*GOAL OF THE EXERCISE*:
Can you repeat the listing below word for word, omitting the pictures?

*RECORDS FOR THIS EXERCISE*:
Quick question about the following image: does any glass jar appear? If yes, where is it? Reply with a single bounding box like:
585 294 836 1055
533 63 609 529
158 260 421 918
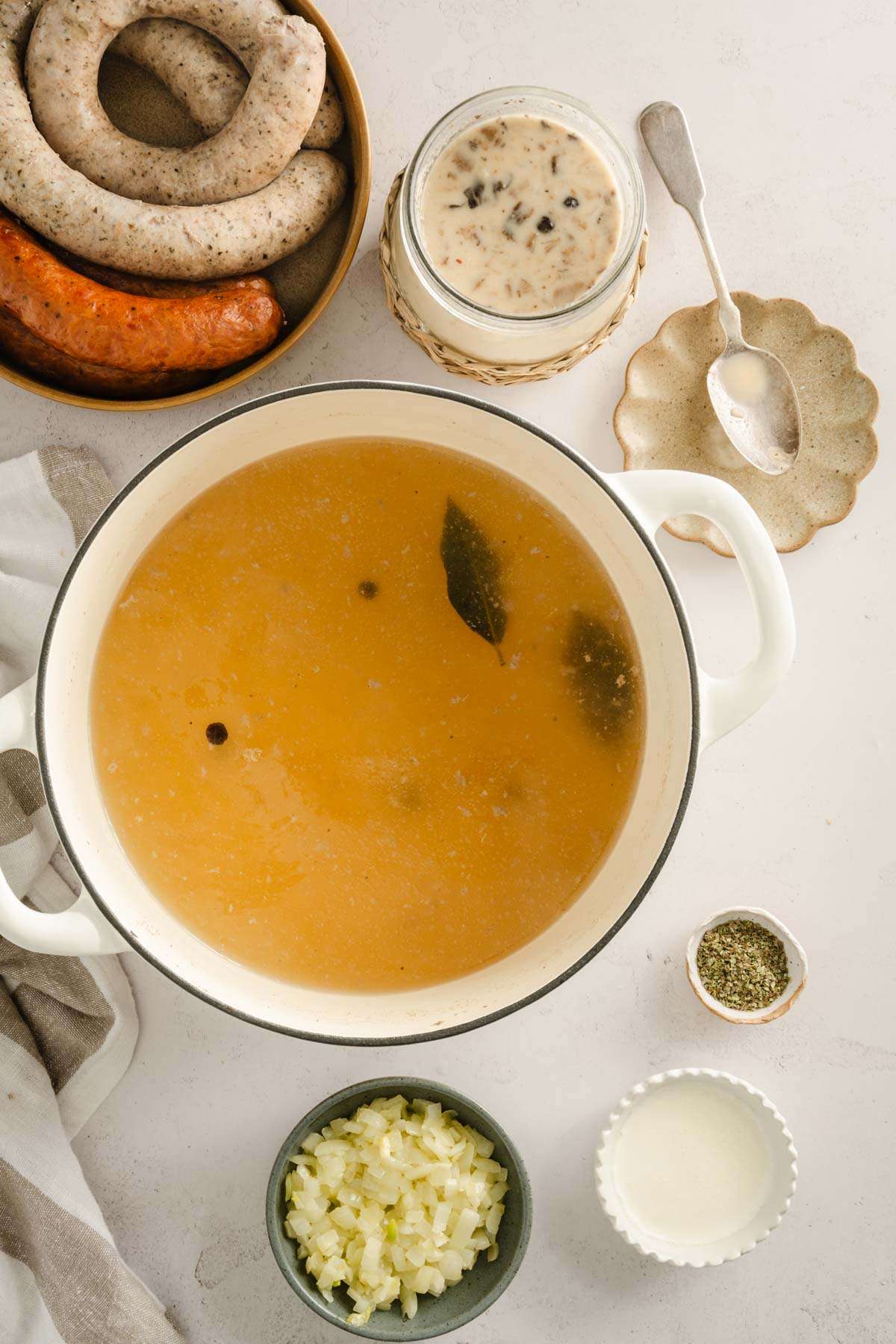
387 87 645 376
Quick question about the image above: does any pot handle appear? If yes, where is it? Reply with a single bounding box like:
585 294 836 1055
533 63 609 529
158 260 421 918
612 470 795 751
0 676 128 957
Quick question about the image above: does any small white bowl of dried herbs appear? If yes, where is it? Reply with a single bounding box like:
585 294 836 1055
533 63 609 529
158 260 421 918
685 906 809 1023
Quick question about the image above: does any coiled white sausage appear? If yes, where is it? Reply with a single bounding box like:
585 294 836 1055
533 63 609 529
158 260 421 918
25 0 326 205
109 16 345 149
0 0 346 279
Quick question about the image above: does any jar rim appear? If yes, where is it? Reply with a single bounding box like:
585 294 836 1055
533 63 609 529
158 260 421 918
400 84 646 329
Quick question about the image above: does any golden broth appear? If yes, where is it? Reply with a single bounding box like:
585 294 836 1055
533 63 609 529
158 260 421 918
91 440 644 991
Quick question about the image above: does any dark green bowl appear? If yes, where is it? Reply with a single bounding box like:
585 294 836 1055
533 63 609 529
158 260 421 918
266 1078 532 1341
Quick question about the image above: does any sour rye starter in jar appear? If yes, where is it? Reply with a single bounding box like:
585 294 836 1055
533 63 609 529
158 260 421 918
422 114 622 316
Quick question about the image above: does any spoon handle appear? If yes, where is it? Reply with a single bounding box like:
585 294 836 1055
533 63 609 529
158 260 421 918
638 102 743 344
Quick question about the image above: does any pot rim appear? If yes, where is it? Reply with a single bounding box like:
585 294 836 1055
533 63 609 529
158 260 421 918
35 378 700 1047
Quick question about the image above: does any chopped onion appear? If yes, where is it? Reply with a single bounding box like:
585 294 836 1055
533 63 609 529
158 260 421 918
284 1097 508 1325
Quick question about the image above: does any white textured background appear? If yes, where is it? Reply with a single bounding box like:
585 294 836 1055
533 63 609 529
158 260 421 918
0 0 896 1344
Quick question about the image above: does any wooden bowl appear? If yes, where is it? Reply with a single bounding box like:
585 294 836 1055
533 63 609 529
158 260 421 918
0 0 371 411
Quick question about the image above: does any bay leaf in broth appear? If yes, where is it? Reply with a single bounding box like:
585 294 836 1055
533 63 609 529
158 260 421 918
439 499 506 664
563 612 635 742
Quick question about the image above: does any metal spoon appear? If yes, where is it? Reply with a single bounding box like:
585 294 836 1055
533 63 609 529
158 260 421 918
638 102 802 476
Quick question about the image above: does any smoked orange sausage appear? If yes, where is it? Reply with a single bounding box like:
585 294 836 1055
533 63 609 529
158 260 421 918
0 214 284 373
0 306 208 400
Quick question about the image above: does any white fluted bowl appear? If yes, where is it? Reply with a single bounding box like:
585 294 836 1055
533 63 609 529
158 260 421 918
594 1068 797 1269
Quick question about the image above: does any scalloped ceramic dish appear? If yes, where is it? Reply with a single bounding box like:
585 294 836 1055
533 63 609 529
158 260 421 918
594 1068 797 1269
614 292 877 556
685 906 809 1024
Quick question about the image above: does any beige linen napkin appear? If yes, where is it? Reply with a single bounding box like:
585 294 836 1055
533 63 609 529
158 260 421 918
0 447 180 1344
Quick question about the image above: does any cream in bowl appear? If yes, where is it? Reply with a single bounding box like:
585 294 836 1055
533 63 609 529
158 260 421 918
387 89 645 380
595 1068 797 1269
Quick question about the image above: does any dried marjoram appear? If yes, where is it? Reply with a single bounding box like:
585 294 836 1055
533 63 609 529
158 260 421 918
697 919 790 1012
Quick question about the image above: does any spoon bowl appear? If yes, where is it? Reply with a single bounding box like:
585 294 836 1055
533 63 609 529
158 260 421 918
638 102 802 476
706 343 802 476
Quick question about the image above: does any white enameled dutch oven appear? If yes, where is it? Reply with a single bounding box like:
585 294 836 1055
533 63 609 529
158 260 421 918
0 383 794 1045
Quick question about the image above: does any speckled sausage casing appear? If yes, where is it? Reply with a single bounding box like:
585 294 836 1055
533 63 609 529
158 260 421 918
109 16 345 149
0 0 348 279
25 0 326 205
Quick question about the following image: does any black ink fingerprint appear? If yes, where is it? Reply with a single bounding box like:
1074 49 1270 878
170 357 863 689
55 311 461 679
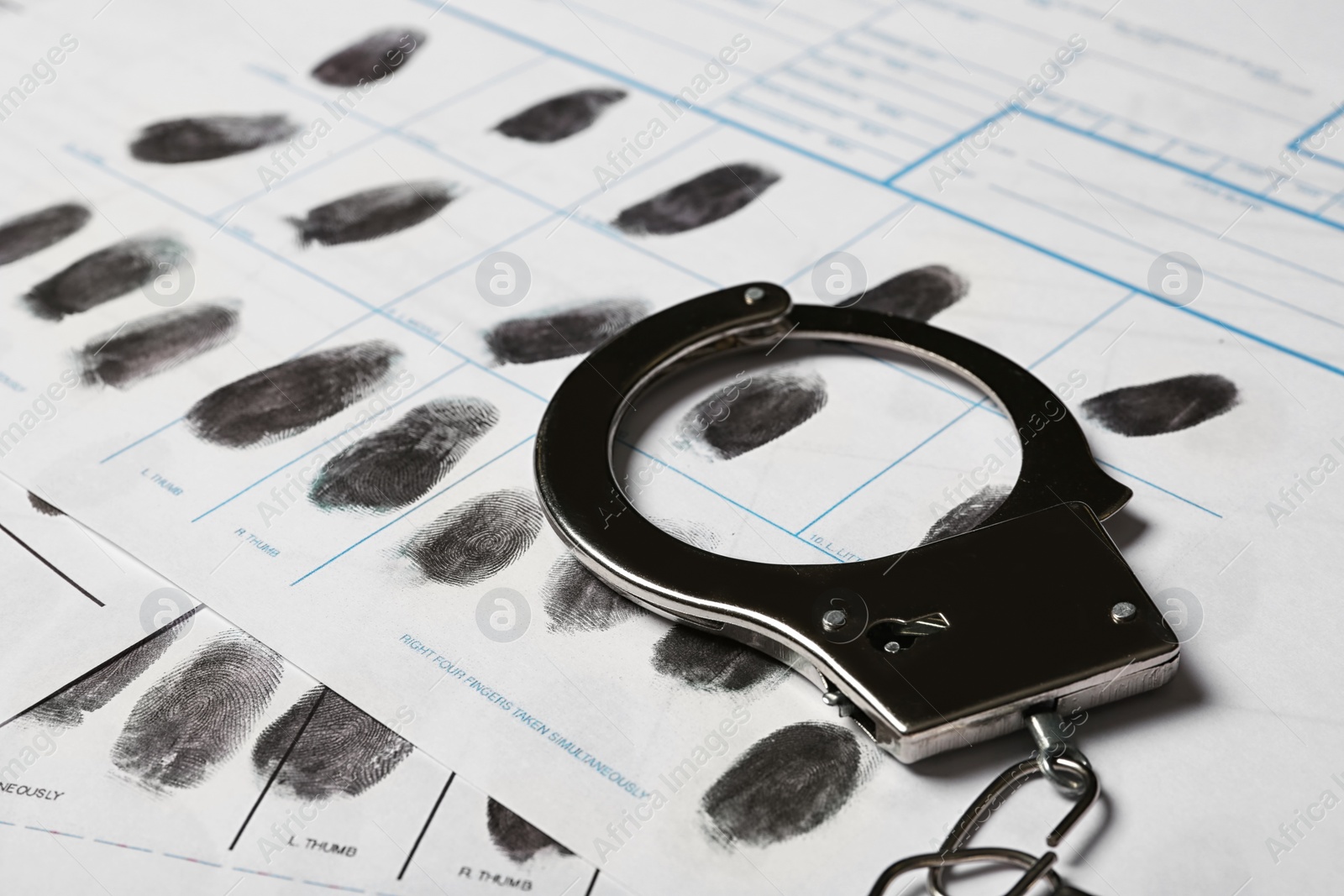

*WRITTEN SOLUTION*:
Quick question about the following image: does any glass jar appear? If yes, where is it? Reply with a single bounding box like:
585 294 836 1055
533 63 609 529
158 260 421 918
387 87 645 376
Quick question about the image above: does any pot handle appear? If yes, where is it? Reply with a single bounding box like:
585 294 836 1055
533 63 609 529
158 260 421 918
612 470 795 751
0 676 128 957
Quick question about the image above: does any small white bowl of dried herbs appear? If yes, where is it? Reply with a single bounding box like:
585 294 836 1055
533 63 609 529
158 260 421 918
685 906 809 1023
Quick question about the image above: does any coiled white sausage appear? If yes, where is it? Reply with a single bounding box like:
585 294 836 1055
533 63 609 529
158 260 421 918
25 0 326 205
109 16 345 149
0 0 346 279
Quick question about the image above: does any jar rim appear? If yes, where is it? Reply with a single bounding box like:
585 294 836 1055
533 63 609 529
158 260 421 918
400 84 646 329
Quick question about the image above: does any golden broth appear? If yes, where is it? Reply with a single bounding box like:
585 294 836 1055
533 63 609 529
158 260 421 918
91 440 644 991
Quick question about the image above: does any dark green bowl appear? If yes, where is it? Reply with a single bounding box like:
585 294 836 1055
533 63 609 529
158 260 421 918
266 1078 532 1341
Quick question about the image above: does any sour rye starter in jar appear? If yes, where is it? Reply with a single bounding box like:
585 294 836 1055
533 63 609 529
158 260 421 918
422 114 622 316
Quick question about the image above: does any spoon handle appear? If yes, where is it? Reply with a single bounding box like:
585 294 836 1055
533 63 609 529
158 260 421 918
638 102 743 344
Quick question about the image above: does any pot rim appear? If yes, where is it? Reply with a single bounding box like:
585 294 836 1055
533 63 609 529
158 260 421 918
35 378 700 1047
Quick question about the image above: does any chopped onion appear? If yes, where is it? Reply with a single bounding box like:
585 294 836 1055
533 63 609 529
158 260 421 918
284 1097 508 1325
Quick question about the image above: does any white textured background appear? If yes, where is it? Reply with a single bounding box like:
585 294 836 1055
533 63 609 529
158 260 421 918
0 0 896 1344
Quick question about the image above: does any wooden bowl appear? If yes, where is it? Reply with a single bounding box like:
585 294 836 1055
533 63 609 529
158 260 421 918
0 0 371 411
Quick question about the image above: does any bay leaf in broth appear? If yes, where is it? Reply with a single bounding box like:
585 294 836 1055
533 63 609 529
158 260 421 918
439 499 506 664
563 612 635 742
Quick question about the image above: does any metal spoon appear? If yes, where is it? Reply with a single bounding box like:
585 294 836 1055
533 63 609 529
158 260 421 918
638 102 802 476
Quick question about the image above: does any smoked orange sausage appear? If yes, where is it? Reply with a single bounding box like:
585 294 836 1055
533 63 609 529
158 260 421 918
0 214 284 373
0 306 208 400
Quick question about the image above: does any white fluted bowl appear? If yes, where is it? Reply with a single bounding box like:
585 294 836 1055
533 63 609 529
158 260 421 918
594 1068 797 1269
Quick question about the image above: does any scalloped ceramic dish appear? If yes, where is it? Reply with a single bounding box like:
585 294 836 1055
533 63 609 529
158 260 421 918
594 1068 797 1269
614 292 877 556
685 906 809 1024
Quick question about the image above: does any beige linen napkin appear? If yes, where is it? Reply with a single bounding box like:
585 294 836 1055
533 63 609 529
158 260 421 918
0 447 180 1344
Quick question about the image above: does any cream in bowl appear? If yes, where is it? Reply with a single bounding box like:
585 294 836 1055
533 63 609 529
158 260 421 918
387 89 645 380
595 1068 797 1269
Quick question about the image above: does any dried marjoram appear? If yes, where is it? Reply with a single bounding box like:
585 294 836 1055
533 63 609 529
158 260 421 918
697 919 790 1012
Quick question about the image above: does any spoon bowl appear? If yes, where is it? Reply with a single bounding box like:
585 294 836 1055
533 63 609 529
158 260 421 918
638 102 802 476
706 343 802 476
Quick question about the image above: does any white enameled dutch oven appear? If yes, where is it? Reply with a single bounding box like:
585 294 836 1055
533 63 609 529
158 260 421 918
0 383 794 1045
Quick question about the image above: does any speckled sausage casing appear? If yes, where is it? Reply with a single bounding box like:
585 294 836 1055
533 63 609 529
158 260 421 918
109 16 345 149
0 0 348 279
25 0 326 205
Quick question about the following image: does any black ink fingerprint appear? If yes, where is it? Reply with a single bounding box like:
1074 49 1270 878
170 357 863 689
55 311 461 679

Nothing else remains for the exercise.